▶ **Given passage**:
Google released a new search rater guidelines in July, and it was the first major update to those guidelines since 2015. For those in the hospitality industry, the guidelines hold important clues on what owners and managers should focus on when creating new websites or adding to current ones. Google even went so far as to list out what made a bad web page, so let’s delve further into those details so that you can make sure not to fall into those traps.
“An inadequate level of Expertise, Authoritativeness, and Trustworthiness (E-A-T).”
The company has long used the acronym EAT to express who they thought should create websites. They want to see web pages produced by people who know what they are talking about on a given topic. Google continues with an example of a video on how to complete a tax form from people who have no expertise in taxes as being an example of poor expertise.
For those in the hospitality industry, you should be an expert on the geographic location of your establishment, so get out and show people why they should be visiting you.
Furthermore, Google wants to see web pages strongly tied to the subject matter of the website. As an example, Google lists putting that video on a cooking website.
Hospitality providers are often guilty of allowing their content to be shared in many different places. Before you allow your content to be shared, stop and ask yourself if that site will help to build your content.
They also want to see secure websites. As an example, Google lists a shopping page without a secure connection. Those in the hospitality industry will want to make sure that their customers feel safe using their websites when making purchases. For example, the latest version of Google Chrome is marking all HTTP websites as nonsecure.
“The quality of the MC is low.”
Google goes on to say that raters should mark all content as low if the quality of content on the web page is not top-notch. When rating your web pages ask yourself some questions:
- Is the content useful to my target audience?
- Will viewers find it more useful than content produced by my competitors? Is the content credible?
- Is it high quality?
- Will it engage a target audience member?
If you cannot satisfactorily answer all these questions adequately, then it is time to make some changes before a Google rater downgrades your website.
“The title of the MC is exaggerated or shocking.”
Clickbait articles are a waste of time. Therefore, make sure you are writing headlines that deliver on any promises that they make. Well-known SEO expert Neil Patel says that he increased the click-through rate on one of his articles by over 40 percent just by changing the headline. Meanwhile, Copyblogger says that 80 percent of people will read your headline, but only 20 percent will read every word of an article. Increase your click-through rate by:
- Using specific numbers and data
- Make your rationale unique
- Include a call-to-action
- State the obvious
- Use interesting adjectives
- Invoke emotions
In particular, Google outlines several types of pages that should never be found on the internet even in headlines. These include:
- Deceptive pages
- Pages that misinform users
- Malicious pages
- Pages about how to carry out terrorism or self-harm.
If you are including lots of additional content or ads across the top of your page and down its side, then expect to get rated lower. While these can be another source of income, you may be hurting your main cause by allowing too many of them to live on your page.
While Google says that the results collected by their 10,000 raters do not directly affect the search engine results pages, the company freely admits that they use the results to teach their algorithm to create these pages. Therefore, you should consider each of these areas before a rater marks your web page down for them.

▶ **What to do**:
A: Transcribe the portion of the article on Google's search rater guidelines between "If you are including" and "on your page.", inclusive.
B: Answer these questions using the article on Google's search rater guidelines:
(i) In what year did the guidelines last have a major update before the July release?
(ii) By how much did Neil Patel say he raised the click-through rate on one article by changing its headline?
(iii) How many raters does Google have, according to the article?
Work from the text alone, without outside knowledge.

▶ **Region pointing data**:
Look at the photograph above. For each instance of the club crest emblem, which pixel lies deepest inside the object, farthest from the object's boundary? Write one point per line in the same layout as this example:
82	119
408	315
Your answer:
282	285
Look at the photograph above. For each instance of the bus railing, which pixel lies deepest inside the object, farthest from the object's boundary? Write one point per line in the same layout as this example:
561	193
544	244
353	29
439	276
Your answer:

▶ **Outputs in order**:
A:
If you are including lots of additional content or ads across the top of your page and down its side, then expect to get rated lower. While these can be another source of income, you may be hurting your main cause by allowing too many of them to live on your page.

B:
(i) 2015
(ii) By over 40 percent
(iii) 10,000